Assigned task: Extract the records in full, leaving every picture out.
** Opening Data supplied block **
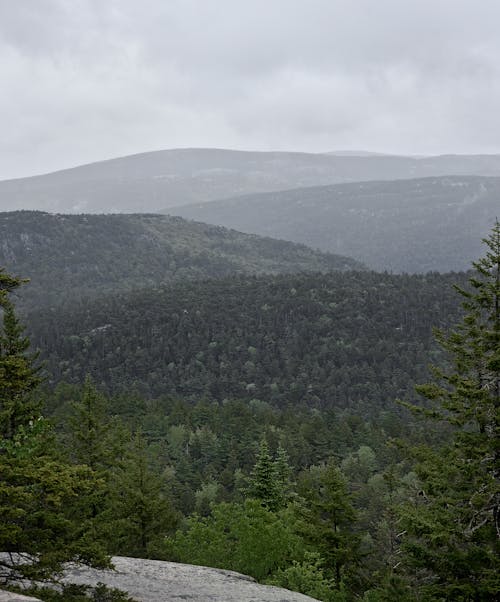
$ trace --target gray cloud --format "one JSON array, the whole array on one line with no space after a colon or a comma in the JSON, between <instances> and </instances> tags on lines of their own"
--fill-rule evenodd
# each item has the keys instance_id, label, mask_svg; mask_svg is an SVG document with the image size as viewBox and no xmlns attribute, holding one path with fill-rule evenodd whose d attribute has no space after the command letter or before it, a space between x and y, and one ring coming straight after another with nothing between
<instances>
[{"instance_id":1,"label":"gray cloud","mask_svg":"<svg viewBox=\"0 0 500 602\"><path fill-rule=\"evenodd\" d=\"M0 0L0 178L185 146L500 152L497 0Z\"/></svg>"}]
</instances>

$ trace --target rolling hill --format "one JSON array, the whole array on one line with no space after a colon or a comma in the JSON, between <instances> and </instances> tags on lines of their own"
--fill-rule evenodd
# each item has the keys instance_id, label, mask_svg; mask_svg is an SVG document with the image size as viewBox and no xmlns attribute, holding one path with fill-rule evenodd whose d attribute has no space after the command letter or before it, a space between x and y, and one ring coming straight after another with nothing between
<instances>
[{"instance_id":1,"label":"rolling hill","mask_svg":"<svg viewBox=\"0 0 500 602\"><path fill-rule=\"evenodd\" d=\"M500 176L500 155L385 155L173 149L0 182L0 210L158 212L236 195L368 180Z\"/></svg>"},{"instance_id":2,"label":"rolling hill","mask_svg":"<svg viewBox=\"0 0 500 602\"><path fill-rule=\"evenodd\" d=\"M358 182L240 196L169 210L341 253L394 272L464 270L500 215L500 178Z\"/></svg>"},{"instance_id":3,"label":"rolling hill","mask_svg":"<svg viewBox=\"0 0 500 602\"><path fill-rule=\"evenodd\" d=\"M240 276L31 312L49 382L112 392L355 409L412 398L461 313L464 274Z\"/></svg>"},{"instance_id":4,"label":"rolling hill","mask_svg":"<svg viewBox=\"0 0 500 602\"><path fill-rule=\"evenodd\" d=\"M160 215L0 214L0 267L29 303L231 274L362 269L303 245Z\"/></svg>"}]
</instances>

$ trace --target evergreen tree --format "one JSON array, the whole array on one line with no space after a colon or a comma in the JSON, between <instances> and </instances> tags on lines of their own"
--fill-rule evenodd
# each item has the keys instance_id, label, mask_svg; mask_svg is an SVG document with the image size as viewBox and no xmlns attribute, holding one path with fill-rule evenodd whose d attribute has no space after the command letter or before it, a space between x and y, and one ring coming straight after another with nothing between
<instances>
[{"instance_id":1,"label":"evergreen tree","mask_svg":"<svg viewBox=\"0 0 500 602\"><path fill-rule=\"evenodd\" d=\"M276 450L274 471L278 486L279 507L285 507L292 497L292 468L290 466L288 454L281 445Z\"/></svg>"},{"instance_id":2,"label":"evergreen tree","mask_svg":"<svg viewBox=\"0 0 500 602\"><path fill-rule=\"evenodd\" d=\"M356 559L359 543L353 533L356 511L346 478L331 461L312 466L301 475L299 495L300 534L321 554L339 588L346 567Z\"/></svg>"},{"instance_id":3,"label":"evergreen tree","mask_svg":"<svg viewBox=\"0 0 500 602\"><path fill-rule=\"evenodd\" d=\"M96 487L94 475L43 451L45 425L36 426L12 442L0 440L0 584L51 580L70 561L109 566L80 511Z\"/></svg>"},{"instance_id":4,"label":"evergreen tree","mask_svg":"<svg viewBox=\"0 0 500 602\"><path fill-rule=\"evenodd\" d=\"M415 412L451 425L452 442L414 451L419 495L402 509L408 564L426 595L493 600L500 591L500 224L464 297L465 317L437 340L450 357L417 390L433 407ZM408 405L408 404L407 404Z\"/></svg>"},{"instance_id":5,"label":"evergreen tree","mask_svg":"<svg viewBox=\"0 0 500 602\"><path fill-rule=\"evenodd\" d=\"M24 328L9 296L23 282L0 268L0 436L7 439L40 415L39 404L31 396L41 382L36 354L28 353L30 341L23 336Z\"/></svg>"},{"instance_id":6,"label":"evergreen tree","mask_svg":"<svg viewBox=\"0 0 500 602\"><path fill-rule=\"evenodd\" d=\"M79 397L79 398L78 398ZM109 546L109 510L114 467L123 460L130 433L109 417L108 399L88 376L81 394L69 402L70 415L63 433L64 447L71 461L92 471L95 486L78 500L80 513L87 516L88 530L95 541Z\"/></svg>"},{"instance_id":7,"label":"evergreen tree","mask_svg":"<svg viewBox=\"0 0 500 602\"><path fill-rule=\"evenodd\" d=\"M269 446L265 439L261 441L247 493L250 497L260 500L261 504L269 510L278 510L282 506L283 495L280 491L276 464L269 453Z\"/></svg>"},{"instance_id":8,"label":"evergreen tree","mask_svg":"<svg viewBox=\"0 0 500 602\"><path fill-rule=\"evenodd\" d=\"M112 476L107 518L113 553L150 558L177 522L164 481L151 464L139 432Z\"/></svg>"},{"instance_id":9,"label":"evergreen tree","mask_svg":"<svg viewBox=\"0 0 500 602\"><path fill-rule=\"evenodd\" d=\"M93 474L60 460L31 401L40 379L9 297L20 284L0 270L0 583L50 579L68 561L109 565L78 506L96 486Z\"/></svg>"},{"instance_id":10,"label":"evergreen tree","mask_svg":"<svg viewBox=\"0 0 500 602\"><path fill-rule=\"evenodd\" d=\"M108 441L108 403L95 388L90 376L83 385L80 401L71 403L68 449L74 461L102 473L112 463Z\"/></svg>"}]
</instances>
** Closing Data supplied block **
Solution below:
$ trace --target gray cloud --format "one JSON array, the whole array on one line with no space after a colon or a comma in the JSON, between <instances> and </instances> tags on lines of their own"
--fill-rule evenodd
# each item has the keys instance_id, label, mask_svg; mask_svg is an SVG document with the image size as viewBox and no xmlns attribute, holding one path with fill-rule evenodd whose d attribute has no space after the command letter or before it, a space between x and y, and one ring coming straight after another with nothing between
<instances>
[{"instance_id":1,"label":"gray cloud","mask_svg":"<svg viewBox=\"0 0 500 602\"><path fill-rule=\"evenodd\" d=\"M0 0L0 178L185 146L500 152L497 0Z\"/></svg>"}]
</instances>

$ trace --target rolling hill --format "one JSON array, the whole array on one line with no space after a colon or a comma in the JSON, between <instances> and </instances> tags on lines of their own"
--fill-rule evenodd
# each item has the keys instance_id, label, mask_svg; mask_svg is an SVG document with the image size as viewBox and no xmlns attribute, holding one path with fill-rule evenodd whose d attribute has no space after the command letter or before it, a space between x and y, and one ring coming straight after another with nothing between
<instances>
[{"instance_id":1,"label":"rolling hill","mask_svg":"<svg viewBox=\"0 0 500 602\"><path fill-rule=\"evenodd\" d=\"M500 176L500 155L385 155L173 149L0 182L0 210L158 212L236 195L368 180Z\"/></svg>"},{"instance_id":2,"label":"rolling hill","mask_svg":"<svg viewBox=\"0 0 500 602\"><path fill-rule=\"evenodd\" d=\"M358 182L240 196L169 210L341 253L394 272L464 270L500 215L500 178Z\"/></svg>"},{"instance_id":3,"label":"rolling hill","mask_svg":"<svg viewBox=\"0 0 500 602\"><path fill-rule=\"evenodd\" d=\"M240 276L31 312L49 382L112 392L355 409L412 398L461 313L464 274Z\"/></svg>"},{"instance_id":4,"label":"rolling hill","mask_svg":"<svg viewBox=\"0 0 500 602\"><path fill-rule=\"evenodd\" d=\"M160 215L0 214L0 267L29 303L231 274L362 269L303 245Z\"/></svg>"}]
</instances>

$ trace --target evergreen tree --format "one JSON array, the whole array on one line with no space after a colon or a comma in the JSON, between <instances> and </instances> tags on lines of their own"
--fill-rule evenodd
# each item has the keys instance_id, label, mask_svg; mask_svg is an SVG document with the image size as viewBox and no xmlns attribute, holding one path with fill-rule evenodd whose d attribute has no space after the command letter or before it, a space between x and y, and one ring coming straight after another with nothing between
<instances>
[{"instance_id":1,"label":"evergreen tree","mask_svg":"<svg viewBox=\"0 0 500 602\"><path fill-rule=\"evenodd\" d=\"M276 450L274 471L278 486L279 507L285 507L292 497L292 468L290 466L288 454L281 445Z\"/></svg>"},{"instance_id":2,"label":"evergreen tree","mask_svg":"<svg viewBox=\"0 0 500 602\"><path fill-rule=\"evenodd\" d=\"M356 559L359 543L353 533L356 511L346 478L331 461L312 466L301 475L299 495L300 534L321 554L339 588L346 567Z\"/></svg>"},{"instance_id":3,"label":"evergreen tree","mask_svg":"<svg viewBox=\"0 0 500 602\"><path fill-rule=\"evenodd\" d=\"M96 487L94 475L43 451L45 425L36 426L12 442L0 440L0 584L51 580L70 561L109 566L80 511Z\"/></svg>"},{"instance_id":4,"label":"evergreen tree","mask_svg":"<svg viewBox=\"0 0 500 602\"><path fill-rule=\"evenodd\" d=\"M415 412L451 425L452 442L414 451L419 495L402 509L408 564L426 595L493 600L500 591L500 224L464 297L465 317L437 340L450 357L417 390L433 407ZM408 405L408 404L407 404Z\"/></svg>"},{"instance_id":5,"label":"evergreen tree","mask_svg":"<svg viewBox=\"0 0 500 602\"><path fill-rule=\"evenodd\" d=\"M24 328L9 296L23 282L0 268L0 436L7 439L40 415L39 404L31 396L41 382L36 354L28 353L30 341L23 336Z\"/></svg>"},{"instance_id":6,"label":"evergreen tree","mask_svg":"<svg viewBox=\"0 0 500 602\"><path fill-rule=\"evenodd\" d=\"M79 397L79 398L78 398ZM109 546L109 510L114 467L123 460L130 433L109 417L108 399L88 376L81 394L69 402L70 415L63 433L64 447L71 461L92 471L95 486L78 500L80 513L87 516L88 530L95 541Z\"/></svg>"},{"instance_id":7,"label":"evergreen tree","mask_svg":"<svg viewBox=\"0 0 500 602\"><path fill-rule=\"evenodd\" d=\"M269 446L265 439L261 441L247 493L250 497L260 500L261 504L269 510L278 510L282 506L283 495L280 491L276 464L269 453Z\"/></svg>"},{"instance_id":8,"label":"evergreen tree","mask_svg":"<svg viewBox=\"0 0 500 602\"><path fill-rule=\"evenodd\" d=\"M112 476L107 518L113 553L150 558L177 522L164 481L151 464L139 432Z\"/></svg>"},{"instance_id":9,"label":"evergreen tree","mask_svg":"<svg viewBox=\"0 0 500 602\"><path fill-rule=\"evenodd\" d=\"M93 474L60 460L31 401L40 379L9 297L20 284L0 270L0 583L50 579L68 561L109 565L78 506L96 486Z\"/></svg>"},{"instance_id":10,"label":"evergreen tree","mask_svg":"<svg viewBox=\"0 0 500 602\"><path fill-rule=\"evenodd\" d=\"M108 441L108 403L95 388L90 376L83 385L80 401L71 403L68 449L74 461L102 473L112 463Z\"/></svg>"}]
</instances>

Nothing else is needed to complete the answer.